+++ DATA EXTRACT +++

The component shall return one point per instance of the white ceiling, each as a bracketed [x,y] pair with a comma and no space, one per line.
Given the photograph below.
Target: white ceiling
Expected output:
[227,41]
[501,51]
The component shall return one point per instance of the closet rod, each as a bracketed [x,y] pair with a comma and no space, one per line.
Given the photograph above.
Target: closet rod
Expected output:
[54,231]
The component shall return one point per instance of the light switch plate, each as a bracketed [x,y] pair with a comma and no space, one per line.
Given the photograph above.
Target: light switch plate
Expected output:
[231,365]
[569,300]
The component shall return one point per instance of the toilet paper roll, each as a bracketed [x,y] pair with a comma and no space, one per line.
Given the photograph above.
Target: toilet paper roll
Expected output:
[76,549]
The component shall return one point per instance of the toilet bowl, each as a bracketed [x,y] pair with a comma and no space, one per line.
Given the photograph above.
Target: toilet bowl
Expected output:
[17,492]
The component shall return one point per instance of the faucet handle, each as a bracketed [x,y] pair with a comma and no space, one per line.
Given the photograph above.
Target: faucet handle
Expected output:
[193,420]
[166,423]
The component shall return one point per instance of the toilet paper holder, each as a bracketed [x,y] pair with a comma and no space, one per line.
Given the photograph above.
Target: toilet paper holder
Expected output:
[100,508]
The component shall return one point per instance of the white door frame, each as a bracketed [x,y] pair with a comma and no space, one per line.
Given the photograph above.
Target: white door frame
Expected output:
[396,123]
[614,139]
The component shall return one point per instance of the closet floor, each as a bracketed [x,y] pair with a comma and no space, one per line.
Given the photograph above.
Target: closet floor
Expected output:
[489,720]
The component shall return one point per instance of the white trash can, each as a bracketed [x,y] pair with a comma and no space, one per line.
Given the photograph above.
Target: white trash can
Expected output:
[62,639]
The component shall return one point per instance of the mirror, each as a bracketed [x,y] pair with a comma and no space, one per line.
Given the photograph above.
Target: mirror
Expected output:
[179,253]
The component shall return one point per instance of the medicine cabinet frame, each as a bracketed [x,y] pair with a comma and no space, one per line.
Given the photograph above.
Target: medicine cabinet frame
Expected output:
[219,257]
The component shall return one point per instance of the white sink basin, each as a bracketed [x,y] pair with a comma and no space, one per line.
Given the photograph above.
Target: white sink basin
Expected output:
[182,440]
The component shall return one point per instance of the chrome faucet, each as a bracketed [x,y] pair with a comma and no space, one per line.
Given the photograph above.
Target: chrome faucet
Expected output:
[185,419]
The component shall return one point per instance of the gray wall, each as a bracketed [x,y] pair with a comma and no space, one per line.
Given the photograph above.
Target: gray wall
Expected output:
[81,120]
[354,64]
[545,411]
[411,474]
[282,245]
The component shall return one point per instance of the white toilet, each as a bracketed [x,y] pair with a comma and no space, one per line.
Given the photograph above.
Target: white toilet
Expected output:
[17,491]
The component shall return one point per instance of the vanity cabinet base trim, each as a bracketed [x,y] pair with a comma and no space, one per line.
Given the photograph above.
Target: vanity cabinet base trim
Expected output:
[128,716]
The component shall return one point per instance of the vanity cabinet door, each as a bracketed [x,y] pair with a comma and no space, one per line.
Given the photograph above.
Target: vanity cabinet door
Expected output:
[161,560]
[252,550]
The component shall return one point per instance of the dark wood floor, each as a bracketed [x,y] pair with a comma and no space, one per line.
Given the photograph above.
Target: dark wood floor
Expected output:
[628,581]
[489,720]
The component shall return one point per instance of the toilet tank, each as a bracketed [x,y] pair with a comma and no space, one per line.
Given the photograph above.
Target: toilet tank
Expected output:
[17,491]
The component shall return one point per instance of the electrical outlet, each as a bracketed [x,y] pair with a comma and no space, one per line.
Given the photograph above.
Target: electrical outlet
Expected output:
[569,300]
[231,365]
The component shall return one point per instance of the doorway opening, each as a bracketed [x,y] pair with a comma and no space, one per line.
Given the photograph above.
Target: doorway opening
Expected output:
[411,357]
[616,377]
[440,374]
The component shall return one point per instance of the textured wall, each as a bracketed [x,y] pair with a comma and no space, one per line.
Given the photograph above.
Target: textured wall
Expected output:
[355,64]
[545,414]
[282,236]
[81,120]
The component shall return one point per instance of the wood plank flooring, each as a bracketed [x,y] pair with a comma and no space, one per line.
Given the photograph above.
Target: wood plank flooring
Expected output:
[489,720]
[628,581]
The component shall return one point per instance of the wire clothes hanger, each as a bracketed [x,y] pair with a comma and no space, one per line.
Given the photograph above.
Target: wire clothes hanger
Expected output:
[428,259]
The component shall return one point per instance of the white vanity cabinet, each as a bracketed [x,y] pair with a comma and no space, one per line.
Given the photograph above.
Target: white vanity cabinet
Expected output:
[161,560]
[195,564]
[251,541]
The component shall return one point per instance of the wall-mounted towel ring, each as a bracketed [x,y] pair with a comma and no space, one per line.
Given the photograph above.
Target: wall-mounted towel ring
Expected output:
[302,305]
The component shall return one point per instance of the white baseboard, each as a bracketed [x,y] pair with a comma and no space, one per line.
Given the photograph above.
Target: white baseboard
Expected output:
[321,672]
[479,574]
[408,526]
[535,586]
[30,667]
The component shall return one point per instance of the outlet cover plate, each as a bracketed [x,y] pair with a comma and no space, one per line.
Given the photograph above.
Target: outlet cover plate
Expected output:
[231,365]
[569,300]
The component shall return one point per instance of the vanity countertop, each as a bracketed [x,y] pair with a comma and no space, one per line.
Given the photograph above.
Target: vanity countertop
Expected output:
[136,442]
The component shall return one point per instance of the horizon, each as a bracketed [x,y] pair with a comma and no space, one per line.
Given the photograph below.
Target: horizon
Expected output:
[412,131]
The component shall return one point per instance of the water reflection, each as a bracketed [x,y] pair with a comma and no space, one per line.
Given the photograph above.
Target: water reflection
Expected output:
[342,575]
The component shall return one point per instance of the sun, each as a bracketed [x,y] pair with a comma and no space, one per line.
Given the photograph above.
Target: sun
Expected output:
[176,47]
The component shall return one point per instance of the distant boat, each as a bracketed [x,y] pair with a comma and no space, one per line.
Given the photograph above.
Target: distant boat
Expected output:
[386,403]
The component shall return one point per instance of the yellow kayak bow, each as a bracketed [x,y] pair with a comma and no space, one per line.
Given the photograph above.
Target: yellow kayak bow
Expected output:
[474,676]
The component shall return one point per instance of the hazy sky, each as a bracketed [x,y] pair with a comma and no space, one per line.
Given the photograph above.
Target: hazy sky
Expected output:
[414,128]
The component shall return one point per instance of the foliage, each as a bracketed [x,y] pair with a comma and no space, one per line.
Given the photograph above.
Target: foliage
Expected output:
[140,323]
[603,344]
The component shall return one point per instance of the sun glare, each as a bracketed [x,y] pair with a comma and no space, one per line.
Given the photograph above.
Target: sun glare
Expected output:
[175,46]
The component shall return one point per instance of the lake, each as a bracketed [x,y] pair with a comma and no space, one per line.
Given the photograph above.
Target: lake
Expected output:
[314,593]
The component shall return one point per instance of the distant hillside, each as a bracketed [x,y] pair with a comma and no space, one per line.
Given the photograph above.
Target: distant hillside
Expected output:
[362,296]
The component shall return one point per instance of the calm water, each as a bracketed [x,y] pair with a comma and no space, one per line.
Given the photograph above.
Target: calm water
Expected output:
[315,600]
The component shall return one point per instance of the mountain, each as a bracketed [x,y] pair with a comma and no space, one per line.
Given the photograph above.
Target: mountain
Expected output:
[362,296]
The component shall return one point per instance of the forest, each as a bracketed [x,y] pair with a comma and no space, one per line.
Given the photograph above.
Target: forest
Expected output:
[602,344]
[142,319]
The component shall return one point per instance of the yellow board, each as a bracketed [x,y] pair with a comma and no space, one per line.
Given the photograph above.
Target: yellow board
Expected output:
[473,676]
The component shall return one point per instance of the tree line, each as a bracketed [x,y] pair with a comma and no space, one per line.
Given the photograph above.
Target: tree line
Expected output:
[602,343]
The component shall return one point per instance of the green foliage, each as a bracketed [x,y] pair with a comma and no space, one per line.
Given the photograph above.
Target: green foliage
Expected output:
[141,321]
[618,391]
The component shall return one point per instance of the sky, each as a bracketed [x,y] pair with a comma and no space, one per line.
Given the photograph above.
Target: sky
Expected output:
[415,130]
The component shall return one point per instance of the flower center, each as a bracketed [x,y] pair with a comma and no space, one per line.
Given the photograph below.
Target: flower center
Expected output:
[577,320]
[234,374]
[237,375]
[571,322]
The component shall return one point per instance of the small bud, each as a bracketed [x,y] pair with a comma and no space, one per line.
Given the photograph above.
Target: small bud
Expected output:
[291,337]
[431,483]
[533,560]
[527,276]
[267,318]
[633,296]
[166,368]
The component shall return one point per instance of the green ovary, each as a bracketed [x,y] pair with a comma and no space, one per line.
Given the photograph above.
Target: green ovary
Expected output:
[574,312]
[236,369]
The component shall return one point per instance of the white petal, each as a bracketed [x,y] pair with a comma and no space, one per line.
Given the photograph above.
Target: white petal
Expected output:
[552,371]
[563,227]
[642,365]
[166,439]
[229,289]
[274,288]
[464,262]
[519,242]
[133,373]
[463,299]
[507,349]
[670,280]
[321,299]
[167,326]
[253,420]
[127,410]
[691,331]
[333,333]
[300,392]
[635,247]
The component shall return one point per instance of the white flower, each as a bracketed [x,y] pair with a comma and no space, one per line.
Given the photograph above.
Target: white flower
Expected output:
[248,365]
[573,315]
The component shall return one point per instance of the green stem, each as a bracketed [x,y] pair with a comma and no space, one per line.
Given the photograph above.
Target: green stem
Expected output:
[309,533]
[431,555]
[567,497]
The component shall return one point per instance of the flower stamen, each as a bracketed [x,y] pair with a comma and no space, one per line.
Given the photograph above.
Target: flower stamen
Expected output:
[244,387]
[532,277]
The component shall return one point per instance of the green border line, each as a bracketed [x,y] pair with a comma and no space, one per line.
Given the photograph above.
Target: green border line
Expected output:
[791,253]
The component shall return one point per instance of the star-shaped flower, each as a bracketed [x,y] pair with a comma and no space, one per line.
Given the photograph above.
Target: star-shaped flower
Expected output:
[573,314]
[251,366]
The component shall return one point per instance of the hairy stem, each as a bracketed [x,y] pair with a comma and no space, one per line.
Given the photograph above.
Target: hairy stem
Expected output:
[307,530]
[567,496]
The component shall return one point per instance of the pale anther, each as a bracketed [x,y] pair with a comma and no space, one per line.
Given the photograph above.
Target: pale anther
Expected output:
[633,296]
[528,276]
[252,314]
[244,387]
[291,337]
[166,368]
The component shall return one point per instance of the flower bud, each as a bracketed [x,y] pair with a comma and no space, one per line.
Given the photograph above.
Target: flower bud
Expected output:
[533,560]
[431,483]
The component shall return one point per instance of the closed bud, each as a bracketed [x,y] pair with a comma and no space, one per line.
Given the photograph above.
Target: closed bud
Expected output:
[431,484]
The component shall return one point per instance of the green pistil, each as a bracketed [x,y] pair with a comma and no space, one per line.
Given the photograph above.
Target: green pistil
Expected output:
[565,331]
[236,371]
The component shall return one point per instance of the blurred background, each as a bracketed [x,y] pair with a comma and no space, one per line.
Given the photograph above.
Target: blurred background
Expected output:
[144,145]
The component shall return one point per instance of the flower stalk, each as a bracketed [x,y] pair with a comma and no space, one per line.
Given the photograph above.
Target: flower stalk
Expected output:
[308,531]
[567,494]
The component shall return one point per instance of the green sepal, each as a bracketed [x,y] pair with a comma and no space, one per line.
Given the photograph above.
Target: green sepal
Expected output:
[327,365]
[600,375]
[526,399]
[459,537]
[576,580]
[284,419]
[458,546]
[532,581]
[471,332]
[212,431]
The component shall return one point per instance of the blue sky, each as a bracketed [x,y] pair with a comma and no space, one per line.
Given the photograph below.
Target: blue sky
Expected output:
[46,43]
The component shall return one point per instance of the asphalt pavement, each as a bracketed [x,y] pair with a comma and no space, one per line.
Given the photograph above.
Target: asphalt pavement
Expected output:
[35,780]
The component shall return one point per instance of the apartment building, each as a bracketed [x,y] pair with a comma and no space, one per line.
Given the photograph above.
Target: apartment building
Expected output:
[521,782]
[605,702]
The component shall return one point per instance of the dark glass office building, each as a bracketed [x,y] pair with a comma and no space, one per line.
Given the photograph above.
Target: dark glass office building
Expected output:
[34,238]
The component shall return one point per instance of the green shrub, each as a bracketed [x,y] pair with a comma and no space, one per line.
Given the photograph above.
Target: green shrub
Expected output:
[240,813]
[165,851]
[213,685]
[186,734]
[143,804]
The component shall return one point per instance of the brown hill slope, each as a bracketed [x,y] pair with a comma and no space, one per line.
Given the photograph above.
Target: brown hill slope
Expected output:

+++

§ **REQUIRED ACTION**
Only one part of the material above is to be transcribed, namely the lines starting with the line that has "Target: green foliage" and going on through the line that has "Target: white flower", exactly as they stand.

§ **RESPONSE**
Target: green foliage
Expected output:
[141,321]
[618,391]
The component shall return one point per instance of the sky, each as a bracketed [x,y] pair with a comma and no space, one per line.
Given the photograph above.
Target: sky
Expected output:
[415,130]
The component shall return one point per instance of the flower center, each as a bracketed [x,y] pair with a comma and no space, one per line.
Given the photograph below.
Target: flower center
Expected output:
[577,320]
[234,374]
[237,375]
[571,322]
The component shall return one point per instance of the small bud, each as a bracketed [x,y] pair with a comma and no space, one per line.
Given the photograph above.
Target: small bud
Expected output:
[291,337]
[431,483]
[533,560]
[527,276]
[267,318]
[633,296]
[166,368]
The component shall return one point per instance of the green ovary, each as a bracketed [x,y] pair with a comma and no space, one per line.
Given the photograph above.
Target: green ovary
Expected output:
[574,312]
[236,369]
The component shall return one point per instance of the white petal, each as a bracketed [x,y] pair with a comma and no space, one per line.
Given the photograph above.
Target: white petal
Expected output:
[552,371]
[563,227]
[642,365]
[166,439]
[229,289]
[274,288]
[464,262]
[519,242]
[133,373]
[463,299]
[507,349]
[670,280]
[321,299]
[167,326]
[253,420]
[127,410]
[691,331]
[333,333]
[300,392]
[635,247]
The component shall return one point per instance of the white flower, each as a bracketed [x,y] pair with a comma and no space, one per line.
Given the photograph above.
Target: white flower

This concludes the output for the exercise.